Find each line in the records below that contains the string "auto" and copy those lines out. Case counts, so a line matches only if the letters' capitalization is the same as in "auto".

Stored dataset items
## Begin

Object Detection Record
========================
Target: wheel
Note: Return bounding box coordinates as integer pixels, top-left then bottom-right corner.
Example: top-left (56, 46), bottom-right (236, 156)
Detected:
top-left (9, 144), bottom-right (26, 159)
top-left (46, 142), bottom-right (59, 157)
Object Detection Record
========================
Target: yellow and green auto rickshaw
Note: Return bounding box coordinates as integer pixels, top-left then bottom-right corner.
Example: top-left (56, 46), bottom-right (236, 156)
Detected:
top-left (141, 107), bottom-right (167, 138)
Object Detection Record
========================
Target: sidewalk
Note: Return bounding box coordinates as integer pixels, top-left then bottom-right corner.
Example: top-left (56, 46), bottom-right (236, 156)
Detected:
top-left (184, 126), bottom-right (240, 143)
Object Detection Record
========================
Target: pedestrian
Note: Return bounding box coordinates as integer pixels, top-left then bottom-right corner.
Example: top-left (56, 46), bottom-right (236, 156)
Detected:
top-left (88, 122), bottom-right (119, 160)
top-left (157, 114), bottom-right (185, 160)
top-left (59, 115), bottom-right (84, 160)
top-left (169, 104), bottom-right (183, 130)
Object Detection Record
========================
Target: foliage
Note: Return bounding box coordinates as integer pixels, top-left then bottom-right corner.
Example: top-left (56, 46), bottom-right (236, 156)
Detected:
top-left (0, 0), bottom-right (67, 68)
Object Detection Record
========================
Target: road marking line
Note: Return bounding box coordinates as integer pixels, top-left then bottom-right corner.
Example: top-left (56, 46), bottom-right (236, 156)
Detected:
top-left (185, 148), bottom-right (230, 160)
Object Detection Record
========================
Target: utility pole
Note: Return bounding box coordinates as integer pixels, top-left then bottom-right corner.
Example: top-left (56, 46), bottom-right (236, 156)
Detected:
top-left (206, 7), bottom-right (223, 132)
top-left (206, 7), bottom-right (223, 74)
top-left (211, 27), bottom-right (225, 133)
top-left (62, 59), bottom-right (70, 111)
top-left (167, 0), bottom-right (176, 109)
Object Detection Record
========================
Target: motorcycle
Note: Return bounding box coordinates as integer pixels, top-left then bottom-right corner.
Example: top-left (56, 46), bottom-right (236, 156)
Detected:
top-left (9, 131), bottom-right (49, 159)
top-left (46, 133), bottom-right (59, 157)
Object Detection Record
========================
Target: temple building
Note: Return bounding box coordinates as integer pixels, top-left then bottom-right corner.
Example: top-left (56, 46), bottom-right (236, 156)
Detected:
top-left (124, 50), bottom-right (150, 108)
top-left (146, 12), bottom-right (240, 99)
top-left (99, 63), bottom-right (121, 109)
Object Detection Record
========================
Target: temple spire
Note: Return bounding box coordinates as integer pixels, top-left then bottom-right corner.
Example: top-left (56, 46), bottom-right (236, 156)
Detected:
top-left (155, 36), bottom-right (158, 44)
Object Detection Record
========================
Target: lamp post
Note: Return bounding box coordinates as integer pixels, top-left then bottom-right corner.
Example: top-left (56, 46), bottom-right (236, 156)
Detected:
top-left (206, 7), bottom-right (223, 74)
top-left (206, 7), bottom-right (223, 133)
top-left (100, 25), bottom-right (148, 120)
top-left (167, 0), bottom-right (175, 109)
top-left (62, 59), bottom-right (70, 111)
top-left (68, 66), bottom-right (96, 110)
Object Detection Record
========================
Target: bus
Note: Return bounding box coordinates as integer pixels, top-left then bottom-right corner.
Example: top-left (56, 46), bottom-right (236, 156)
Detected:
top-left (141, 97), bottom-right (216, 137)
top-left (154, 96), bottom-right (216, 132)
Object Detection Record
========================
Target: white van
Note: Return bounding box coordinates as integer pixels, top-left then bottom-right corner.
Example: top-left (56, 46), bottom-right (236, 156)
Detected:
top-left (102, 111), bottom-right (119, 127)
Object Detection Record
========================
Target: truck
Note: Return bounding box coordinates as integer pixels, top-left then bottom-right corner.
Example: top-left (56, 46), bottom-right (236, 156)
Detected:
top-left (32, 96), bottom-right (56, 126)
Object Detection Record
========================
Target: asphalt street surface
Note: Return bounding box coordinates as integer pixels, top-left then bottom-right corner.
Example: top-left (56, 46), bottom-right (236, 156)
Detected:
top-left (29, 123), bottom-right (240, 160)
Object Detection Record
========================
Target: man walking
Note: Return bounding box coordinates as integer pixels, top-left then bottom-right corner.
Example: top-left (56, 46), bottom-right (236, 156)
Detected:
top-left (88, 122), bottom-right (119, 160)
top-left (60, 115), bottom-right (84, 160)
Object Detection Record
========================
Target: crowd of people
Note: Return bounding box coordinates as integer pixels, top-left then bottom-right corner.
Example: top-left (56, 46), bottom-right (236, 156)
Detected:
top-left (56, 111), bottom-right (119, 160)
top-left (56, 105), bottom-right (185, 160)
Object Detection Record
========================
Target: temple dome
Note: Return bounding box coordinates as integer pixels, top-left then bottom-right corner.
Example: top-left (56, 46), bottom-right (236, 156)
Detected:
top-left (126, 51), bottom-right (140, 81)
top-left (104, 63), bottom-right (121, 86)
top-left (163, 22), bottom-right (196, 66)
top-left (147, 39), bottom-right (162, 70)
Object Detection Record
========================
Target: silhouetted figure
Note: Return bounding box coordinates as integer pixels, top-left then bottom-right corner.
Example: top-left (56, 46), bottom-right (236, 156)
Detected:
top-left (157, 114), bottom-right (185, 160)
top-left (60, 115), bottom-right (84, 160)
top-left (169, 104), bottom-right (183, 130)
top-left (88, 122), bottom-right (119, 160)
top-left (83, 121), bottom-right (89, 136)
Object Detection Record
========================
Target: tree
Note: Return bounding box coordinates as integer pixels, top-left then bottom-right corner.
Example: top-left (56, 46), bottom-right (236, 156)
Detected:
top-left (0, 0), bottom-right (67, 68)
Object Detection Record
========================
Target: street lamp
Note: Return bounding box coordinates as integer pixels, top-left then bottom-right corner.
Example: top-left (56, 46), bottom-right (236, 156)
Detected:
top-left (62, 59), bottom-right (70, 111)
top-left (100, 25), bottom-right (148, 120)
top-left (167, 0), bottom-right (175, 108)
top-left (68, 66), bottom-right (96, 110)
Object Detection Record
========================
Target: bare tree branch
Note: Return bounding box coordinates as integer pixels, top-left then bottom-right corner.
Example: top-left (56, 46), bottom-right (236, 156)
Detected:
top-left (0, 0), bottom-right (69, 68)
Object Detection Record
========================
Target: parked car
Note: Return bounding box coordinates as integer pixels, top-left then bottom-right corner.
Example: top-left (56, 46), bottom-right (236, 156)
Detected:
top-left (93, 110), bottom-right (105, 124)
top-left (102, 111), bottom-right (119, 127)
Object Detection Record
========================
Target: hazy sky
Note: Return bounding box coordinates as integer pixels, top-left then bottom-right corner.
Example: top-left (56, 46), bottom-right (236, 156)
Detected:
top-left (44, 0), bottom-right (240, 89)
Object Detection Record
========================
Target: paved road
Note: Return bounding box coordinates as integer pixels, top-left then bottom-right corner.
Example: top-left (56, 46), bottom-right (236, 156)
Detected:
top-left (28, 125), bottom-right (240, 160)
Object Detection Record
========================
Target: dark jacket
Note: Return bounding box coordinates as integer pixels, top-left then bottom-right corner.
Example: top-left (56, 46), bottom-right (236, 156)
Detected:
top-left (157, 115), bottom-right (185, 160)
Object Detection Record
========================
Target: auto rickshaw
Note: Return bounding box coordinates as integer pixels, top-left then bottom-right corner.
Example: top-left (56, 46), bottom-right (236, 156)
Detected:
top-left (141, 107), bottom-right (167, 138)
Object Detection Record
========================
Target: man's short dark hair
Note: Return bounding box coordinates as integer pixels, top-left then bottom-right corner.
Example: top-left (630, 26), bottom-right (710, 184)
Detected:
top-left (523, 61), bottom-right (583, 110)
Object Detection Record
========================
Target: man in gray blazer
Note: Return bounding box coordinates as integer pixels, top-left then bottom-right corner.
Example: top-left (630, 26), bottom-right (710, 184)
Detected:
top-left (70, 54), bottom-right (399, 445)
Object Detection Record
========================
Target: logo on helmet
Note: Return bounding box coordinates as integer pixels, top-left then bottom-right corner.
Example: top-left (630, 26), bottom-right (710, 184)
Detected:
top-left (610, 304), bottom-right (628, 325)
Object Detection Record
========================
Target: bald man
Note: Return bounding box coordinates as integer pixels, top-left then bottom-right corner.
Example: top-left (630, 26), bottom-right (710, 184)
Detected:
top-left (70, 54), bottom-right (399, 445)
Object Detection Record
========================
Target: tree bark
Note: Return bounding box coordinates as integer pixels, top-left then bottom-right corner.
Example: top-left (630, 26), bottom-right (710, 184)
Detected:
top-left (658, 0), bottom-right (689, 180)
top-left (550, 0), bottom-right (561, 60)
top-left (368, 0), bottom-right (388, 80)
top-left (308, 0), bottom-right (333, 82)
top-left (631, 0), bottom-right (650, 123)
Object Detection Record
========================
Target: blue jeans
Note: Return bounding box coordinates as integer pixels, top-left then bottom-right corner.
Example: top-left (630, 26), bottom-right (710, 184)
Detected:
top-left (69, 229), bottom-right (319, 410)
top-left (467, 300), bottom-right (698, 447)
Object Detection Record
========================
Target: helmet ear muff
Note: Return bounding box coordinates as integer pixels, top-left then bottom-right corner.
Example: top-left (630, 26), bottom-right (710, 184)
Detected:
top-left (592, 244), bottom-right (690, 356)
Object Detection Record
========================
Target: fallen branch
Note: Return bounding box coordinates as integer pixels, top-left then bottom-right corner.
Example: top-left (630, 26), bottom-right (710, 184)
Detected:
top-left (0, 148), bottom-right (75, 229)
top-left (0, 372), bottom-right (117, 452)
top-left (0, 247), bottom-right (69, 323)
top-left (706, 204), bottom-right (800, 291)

## End

Answer to this exercise:
Target: yellow and green auto rickshaw
Target: auto rickshaw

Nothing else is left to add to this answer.